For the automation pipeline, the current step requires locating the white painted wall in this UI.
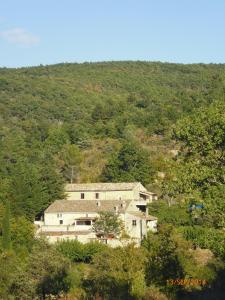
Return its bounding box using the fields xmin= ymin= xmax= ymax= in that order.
xmin=44 ymin=212 xmax=98 ymax=225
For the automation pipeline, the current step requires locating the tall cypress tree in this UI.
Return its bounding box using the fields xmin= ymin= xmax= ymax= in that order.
xmin=2 ymin=201 xmax=11 ymax=250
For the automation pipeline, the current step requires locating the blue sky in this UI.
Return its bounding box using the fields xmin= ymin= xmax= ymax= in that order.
xmin=0 ymin=0 xmax=225 ymax=67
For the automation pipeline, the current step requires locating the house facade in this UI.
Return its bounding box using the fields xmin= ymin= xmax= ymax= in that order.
xmin=36 ymin=182 xmax=157 ymax=246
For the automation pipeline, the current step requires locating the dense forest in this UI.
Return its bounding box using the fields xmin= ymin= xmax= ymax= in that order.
xmin=0 ymin=61 xmax=225 ymax=300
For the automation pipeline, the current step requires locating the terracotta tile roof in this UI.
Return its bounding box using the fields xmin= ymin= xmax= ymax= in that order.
xmin=45 ymin=200 xmax=131 ymax=213
xmin=65 ymin=182 xmax=139 ymax=192
xmin=128 ymin=212 xmax=158 ymax=221
xmin=40 ymin=230 xmax=92 ymax=236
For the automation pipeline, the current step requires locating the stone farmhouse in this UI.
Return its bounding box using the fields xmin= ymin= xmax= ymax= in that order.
xmin=35 ymin=182 xmax=157 ymax=246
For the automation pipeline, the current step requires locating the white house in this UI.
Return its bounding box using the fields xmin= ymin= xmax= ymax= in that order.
xmin=36 ymin=182 xmax=157 ymax=246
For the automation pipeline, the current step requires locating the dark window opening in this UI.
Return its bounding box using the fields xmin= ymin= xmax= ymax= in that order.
xmin=77 ymin=221 xmax=91 ymax=225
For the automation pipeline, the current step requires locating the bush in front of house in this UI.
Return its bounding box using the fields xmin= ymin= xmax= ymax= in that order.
xmin=56 ymin=240 xmax=107 ymax=263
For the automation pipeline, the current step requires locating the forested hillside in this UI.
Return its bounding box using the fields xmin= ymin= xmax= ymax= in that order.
xmin=0 ymin=61 xmax=225 ymax=300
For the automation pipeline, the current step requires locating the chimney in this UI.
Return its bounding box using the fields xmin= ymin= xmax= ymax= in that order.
xmin=120 ymin=201 xmax=126 ymax=208
xmin=114 ymin=206 xmax=118 ymax=213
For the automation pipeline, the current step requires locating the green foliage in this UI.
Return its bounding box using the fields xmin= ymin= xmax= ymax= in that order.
xmin=179 ymin=226 xmax=225 ymax=259
xmin=56 ymin=240 xmax=105 ymax=263
xmin=92 ymin=211 xmax=123 ymax=238
xmin=164 ymin=102 xmax=225 ymax=227
xmin=2 ymin=201 xmax=11 ymax=250
xmin=88 ymin=245 xmax=146 ymax=300
xmin=148 ymin=200 xmax=192 ymax=226
xmin=143 ymin=226 xmax=183 ymax=285
xmin=11 ymin=217 xmax=34 ymax=251
xmin=102 ymin=142 xmax=153 ymax=184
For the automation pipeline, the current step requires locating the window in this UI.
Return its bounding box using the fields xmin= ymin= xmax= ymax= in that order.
xmin=77 ymin=220 xmax=91 ymax=225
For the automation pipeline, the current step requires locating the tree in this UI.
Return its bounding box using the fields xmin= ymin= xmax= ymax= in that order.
xmin=88 ymin=244 xmax=146 ymax=300
xmin=59 ymin=144 xmax=82 ymax=183
xmin=164 ymin=102 xmax=225 ymax=227
xmin=143 ymin=226 xmax=183 ymax=285
xmin=93 ymin=211 xmax=123 ymax=238
xmin=102 ymin=142 xmax=153 ymax=184
xmin=2 ymin=201 xmax=11 ymax=250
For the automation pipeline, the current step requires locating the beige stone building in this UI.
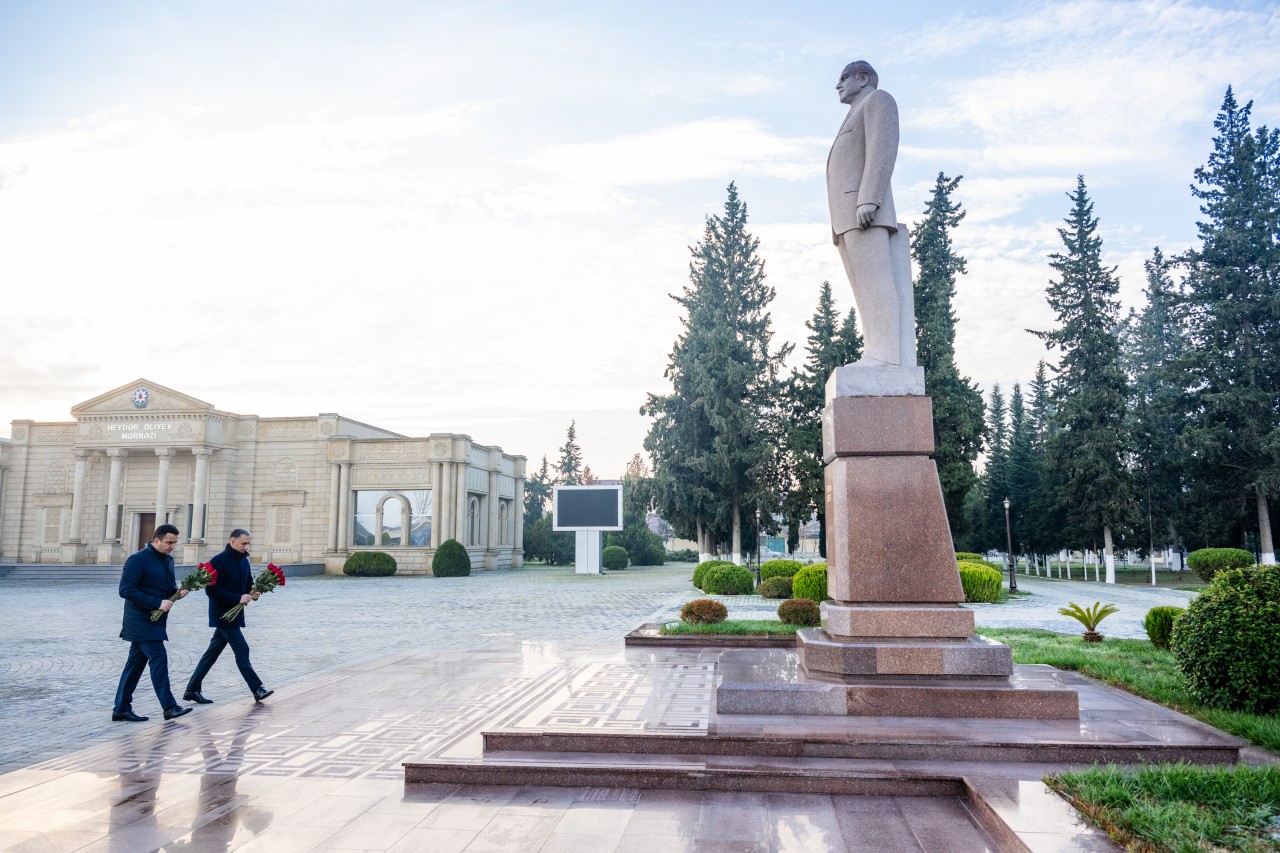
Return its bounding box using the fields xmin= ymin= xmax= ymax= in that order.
xmin=0 ymin=379 xmax=525 ymax=573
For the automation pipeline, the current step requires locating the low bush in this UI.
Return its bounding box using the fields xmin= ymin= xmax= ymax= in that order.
xmin=1142 ymin=605 xmax=1187 ymax=648
xmin=1169 ymin=566 xmax=1280 ymax=713
xmin=431 ymin=539 xmax=471 ymax=578
xmin=1187 ymin=548 xmax=1254 ymax=583
xmin=342 ymin=551 xmax=396 ymax=578
xmin=694 ymin=560 xmax=733 ymax=592
xmin=600 ymin=546 xmax=631 ymax=570
xmin=632 ymin=546 xmax=667 ymax=566
xmin=755 ymin=576 xmax=791 ymax=598
xmin=778 ymin=598 xmax=822 ymax=628
xmin=760 ymin=560 xmax=804 ymax=580
xmin=960 ymin=561 xmax=1002 ymax=605
xmin=680 ymin=598 xmax=728 ymax=625
xmin=703 ymin=562 xmax=755 ymax=596
xmin=791 ymin=562 xmax=831 ymax=602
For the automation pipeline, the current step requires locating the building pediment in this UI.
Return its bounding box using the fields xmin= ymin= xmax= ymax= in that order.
xmin=72 ymin=379 xmax=214 ymax=418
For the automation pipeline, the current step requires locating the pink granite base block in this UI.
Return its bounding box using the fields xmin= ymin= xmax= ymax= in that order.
xmin=796 ymin=628 xmax=1014 ymax=678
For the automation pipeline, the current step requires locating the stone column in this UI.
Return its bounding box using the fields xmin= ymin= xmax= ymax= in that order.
xmin=188 ymin=447 xmax=214 ymax=543
xmin=453 ymin=462 xmax=471 ymax=544
xmin=156 ymin=447 xmax=173 ymax=528
xmin=431 ymin=462 xmax=444 ymax=549
xmin=102 ymin=448 xmax=129 ymax=542
xmin=484 ymin=455 xmax=502 ymax=569
xmin=511 ymin=476 xmax=525 ymax=569
xmin=439 ymin=462 xmax=456 ymax=542
xmin=70 ymin=450 xmax=88 ymax=544
xmin=329 ymin=462 xmax=342 ymax=552
xmin=334 ymin=462 xmax=351 ymax=553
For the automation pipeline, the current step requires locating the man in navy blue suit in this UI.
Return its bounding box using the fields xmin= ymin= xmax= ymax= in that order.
xmin=182 ymin=528 xmax=275 ymax=711
xmin=111 ymin=524 xmax=191 ymax=722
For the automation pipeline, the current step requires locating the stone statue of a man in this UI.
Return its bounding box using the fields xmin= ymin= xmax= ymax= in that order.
xmin=827 ymin=60 xmax=915 ymax=368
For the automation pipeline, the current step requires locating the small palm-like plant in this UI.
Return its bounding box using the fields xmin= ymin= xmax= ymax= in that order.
xmin=1057 ymin=601 xmax=1120 ymax=643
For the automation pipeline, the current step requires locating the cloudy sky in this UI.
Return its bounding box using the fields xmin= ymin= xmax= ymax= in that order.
xmin=0 ymin=0 xmax=1280 ymax=476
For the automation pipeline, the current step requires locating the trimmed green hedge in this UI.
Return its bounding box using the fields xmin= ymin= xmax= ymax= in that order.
xmin=1170 ymin=566 xmax=1280 ymax=713
xmin=960 ymin=562 xmax=1002 ymax=605
xmin=778 ymin=598 xmax=822 ymax=628
xmin=431 ymin=539 xmax=471 ymax=578
xmin=791 ymin=562 xmax=831 ymax=602
xmin=342 ymin=551 xmax=396 ymax=578
xmin=703 ymin=562 xmax=755 ymax=596
xmin=1142 ymin=605 xmax=1187 ymax=648
xmin=694 ymin=560 xmax=733 ymax=592
xmin=760 ymin=560 xmax=804 ymax=581
xmin=600 ymin=546 xmax=631 ymax=571
xmin=1187 ymin=548 xmax=1256 ymax=583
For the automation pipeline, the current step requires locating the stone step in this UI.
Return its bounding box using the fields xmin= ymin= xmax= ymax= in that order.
xmin=481 ymin=730 xmax=1240 ymax=765
xmin=404 ymin=751 xmax=966 ymax=797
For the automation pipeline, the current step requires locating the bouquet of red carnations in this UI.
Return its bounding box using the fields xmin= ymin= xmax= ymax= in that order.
xmin=151 ymin=562 xmax=218 ymax=622
xmin=223 ymin=562 xmax=284 ymax=622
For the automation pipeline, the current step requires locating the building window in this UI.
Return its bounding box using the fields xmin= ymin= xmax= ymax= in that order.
xmin=351 ymin=489 xmax=431 ymax=548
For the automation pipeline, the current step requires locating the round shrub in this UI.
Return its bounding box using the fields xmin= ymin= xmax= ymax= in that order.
xmin=342 ymin=551 xmax=396 ymax=578
xmin=778 ymin=598 xmax=822 ymax=628
xmin=600 ymin=546 xmax=631 ymax=570
xmin=1170 ymin=566 xmax=1280 ymax=713
xmin=760 ymin=560 xmax=804 ymax=580
xmin=635 ymin=544 xmax=667 ymax=566
xmin=694 ymin=560 xmax=733 ymax=592
xmin=1142 ymin=606 xmax=1187 ymax=648
xmin=703 ymin=562 xmax=755 ymax=596
xmin=431 ymin=539 xmax=471 ymax=578
xmin=1187 ymin=548 xmax=1254 ymax=583
xmin=680 ymin=598 xmax=728 ymax=625
xmin=960 ymin=561 xmax=1004 ymax=605
xmin=791 ymin=562 xmax=831 ymax=602
xmin=755 ymin=576 xmax=791 ymax=598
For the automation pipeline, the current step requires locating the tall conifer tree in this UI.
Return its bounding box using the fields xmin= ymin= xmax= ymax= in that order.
xmin=911 ymin=172 xmax=983 ymax=538
xmin=1184 ymin=88 xmax=1280 ymax=564
xmin=641 ymin=183 xmax=790 ymax=560
xmin=1033 ymin=175 xmax=1137 ymax=583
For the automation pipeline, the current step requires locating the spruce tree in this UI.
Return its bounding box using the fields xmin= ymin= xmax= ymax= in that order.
xmin=641 ymin=183 xmax=790 ymax=560
xmin=782 ymin=282 xmax=863 ymax=556
xmin=556 ymin=420 xmax=584 ymax=485
xmin=1184 ymin=88 xmax=1280 ymax=564
xmin=1033 ymin=175 xmax=1137 ymax=583
xmin=911 ymin=172 xmax=983 ymax=538
xmin=1124 ymin=246 xmax=1188 ymax=558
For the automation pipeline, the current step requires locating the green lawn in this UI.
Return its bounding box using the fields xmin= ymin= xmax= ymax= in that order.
xmin=1044 ymin=765 xmax=1280 ymax=853
xmin=660 ymin=619 xmax=803 ymax=635
xmin=978 ymin=624 xmax=1280 ymax=751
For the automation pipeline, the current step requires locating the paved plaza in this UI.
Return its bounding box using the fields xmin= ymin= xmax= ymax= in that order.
xmin=0 ymin=565 xmax=1208 ymax=852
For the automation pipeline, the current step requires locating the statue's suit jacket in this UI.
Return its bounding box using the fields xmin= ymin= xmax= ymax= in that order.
xmin=827 ymin=88 xmax=897 ymax=243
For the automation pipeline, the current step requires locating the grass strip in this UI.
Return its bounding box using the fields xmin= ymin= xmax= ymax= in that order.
xmin=1044 ymin=763 xmax=1280 ymax=853
xmin=659 ymin=619 xmax=803 ymax=637
xmin=978 ymin=624 xmax=1280 ymax=751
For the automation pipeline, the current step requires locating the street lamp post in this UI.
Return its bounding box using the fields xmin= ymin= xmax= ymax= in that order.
xmin=1005 ymin=497 xmax=1018 ymax=592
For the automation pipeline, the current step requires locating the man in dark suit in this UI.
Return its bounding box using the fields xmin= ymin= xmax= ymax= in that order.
xmin=111 ymin=524 xmax=191 ymax=722
xmin=182 ymin=528 xmax=275 ymax=704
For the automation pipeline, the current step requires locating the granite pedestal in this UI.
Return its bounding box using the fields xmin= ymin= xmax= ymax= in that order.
xmin=717 ymin=366 xmax=1079 ymax=720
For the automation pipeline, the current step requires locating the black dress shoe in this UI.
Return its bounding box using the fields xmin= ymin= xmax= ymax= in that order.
xmin=111 ymin=711 xmax=151 ymax=722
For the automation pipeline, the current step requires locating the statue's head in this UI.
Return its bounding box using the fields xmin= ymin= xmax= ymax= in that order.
xmin=836 ymin=59 xmax=879 ymax=104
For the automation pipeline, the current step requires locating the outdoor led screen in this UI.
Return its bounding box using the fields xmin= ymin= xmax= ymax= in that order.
xmin=552 ymin=485 xmax=622 ymax=530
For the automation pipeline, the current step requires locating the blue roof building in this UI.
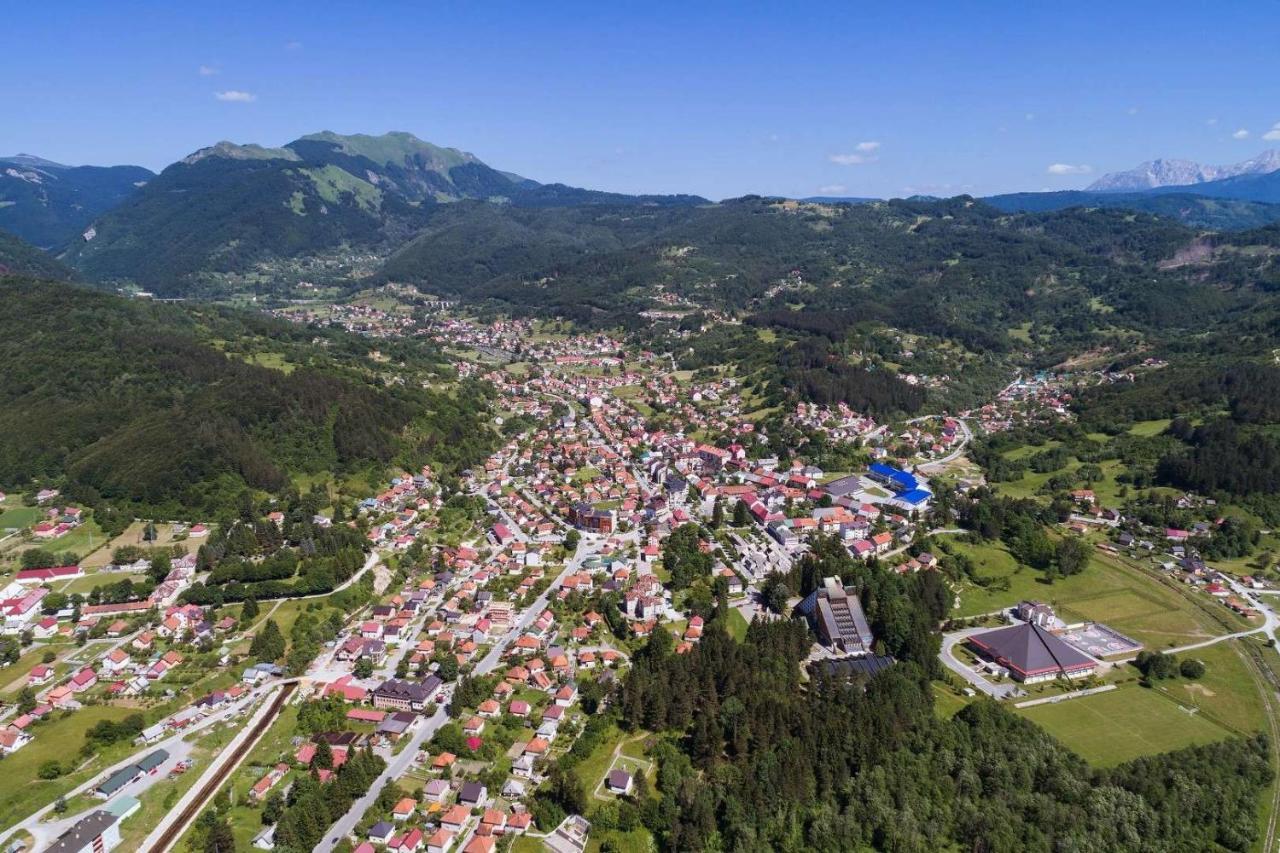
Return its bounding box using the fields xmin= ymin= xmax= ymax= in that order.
xmin=897 ymin=489 xmax=933 ymax=506
xmin=870 ymin=462 xmax=920 ymax=492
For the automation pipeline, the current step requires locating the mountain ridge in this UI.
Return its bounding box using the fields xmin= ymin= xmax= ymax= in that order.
xmin=1085 ymin=149 xmax=1280 ymax=192
xmin=0 ymin=154 xmax=155 ymax=250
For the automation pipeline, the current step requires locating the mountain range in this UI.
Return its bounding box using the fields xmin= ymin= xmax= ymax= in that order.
xmin=1087 ymin=149 xmax=1280 ymax=192
xmin=49 ymin=132 xmax=705 ymax=295
xmin=0 ymin=154 xmax=155 ymax=248
xmin=0 ymin=131 xmax=1280 ymax=298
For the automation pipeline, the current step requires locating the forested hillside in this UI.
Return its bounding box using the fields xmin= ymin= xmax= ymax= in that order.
xmin=604 ymin=542 xmax=1272 ymax=853
xmin=384 ymin=197 xmax=1280 ymax=350
xmin=0 ymin=225 xmax=76 ymax=282
xmin=0 ymin=277 xmax=488 ymax=517
xmin=0 ymin=155 xmax=155 ymax=250
xmin=55 ymin=132 xmax=703 ymax=298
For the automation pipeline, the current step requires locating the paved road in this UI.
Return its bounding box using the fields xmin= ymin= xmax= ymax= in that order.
xmin=913 ymin=418 xmax=973 ymax=474
xmin=3 ymin=681 xmax=279 ymax=850
xmin=938 ymin=628 xmax=1020 ymax=699
xmin=315 ymin=537 xmax=599 ymax=850
xmin=138 ymin=679 xmax=296 ymax=853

+++

Task requirements = Render the records, starting at the line that contains "farmhouse in this UI." and ending at the line that contains "xmin=77 ymin=220 xmax=91 ymax=225", as a JSON list of strings with one string per line and no blank lines.

Correct output =
[
  "For the automation pipeline, the current step requires locating the stone farmhouse in this UI.",
  "Return its bounding box using the fields xmin= ymin= xmax= ymax= in that order.",
  "xmin=35 ymin=182 xmax=157 ymax=246",
  "For the automation pipeline, the current step requires locating the white house in this UI.",
  "Return its bounding box using the fields xmin= ymin= xmax= ymax= in that order.",
  "xmin=36 ymin=182 xmax=157 ymax=246",
  "For the automation pipeline, the current step requires locating the dark window opening in this UI.",
  "Return its bounding box using the fields xmin= ymin= xmax= ymax= in that order.",
  "xmin=77 ymin=221 xmax=91 ymax=225",
  "For the automation pipeline, the current step requires locating the bush in front of house in this UI.",
  "Return its bounding box using the fields xmin= ymin= xmax= ymax= in that order.",
  "xmin=56 ymin=240 xmax=107 ymax=263",
  "For the automation pipeline, the current step requires locating the forested hillside in this UI.",
  "Return its bounding box using the fields xmin= ymin= xmax= ymax= in that order.",
  "xmin=0 ymin=61 xmax=225 ymax=300",
  "For the automation pipeline, the current step requires locating the chimney in this UI.",
  "Return its bounding box using the fields xmin= ymin= xmax= ymax= in that order.",
  "xmin=120 ymin=201 xmax=126 ymax=208",
  "xmin=114 ymin=206 xmax=118 ymax=213",
  "For the automation pipeline, the current step requires locating the green foliage in this UI.",
  "Return its bounding box using the fields xmin= ymin= xmax= ymax= in that order.",
  "xmin=179 ymin=226 xmax=225 ymax=259",
  "xmin=56 ymin=240 xmax=105 ymax=263",
  "xmin=92 ymin=211 xmax=123 ymax=238",
  "xmin=164 ymin=102 xmax=225 ymax=227",
  "xmin=2 ymin=201 xmax=11 ymax=250",
  "xmin=88 ymin=245 xmax=146 ymax=300",
  "xmin=148 ymin=200 xmax=192 ymax=226",
  "xmin=143 ymin=226 xmax=183 ymax=285",
  "xmin=11 ymin=217 xmax=34 ymax=251",
  "xmin=102 ymin=142 xmax=153 ymax=184",
  "For the automation pipeline, the current step requires locating the window in this UI.",
  "Return its bounding box using the fields xmin= ymin= xmax= ymax= in that order.",
  "xmin=77 ymin=220 xmax=91 ymax=225"
]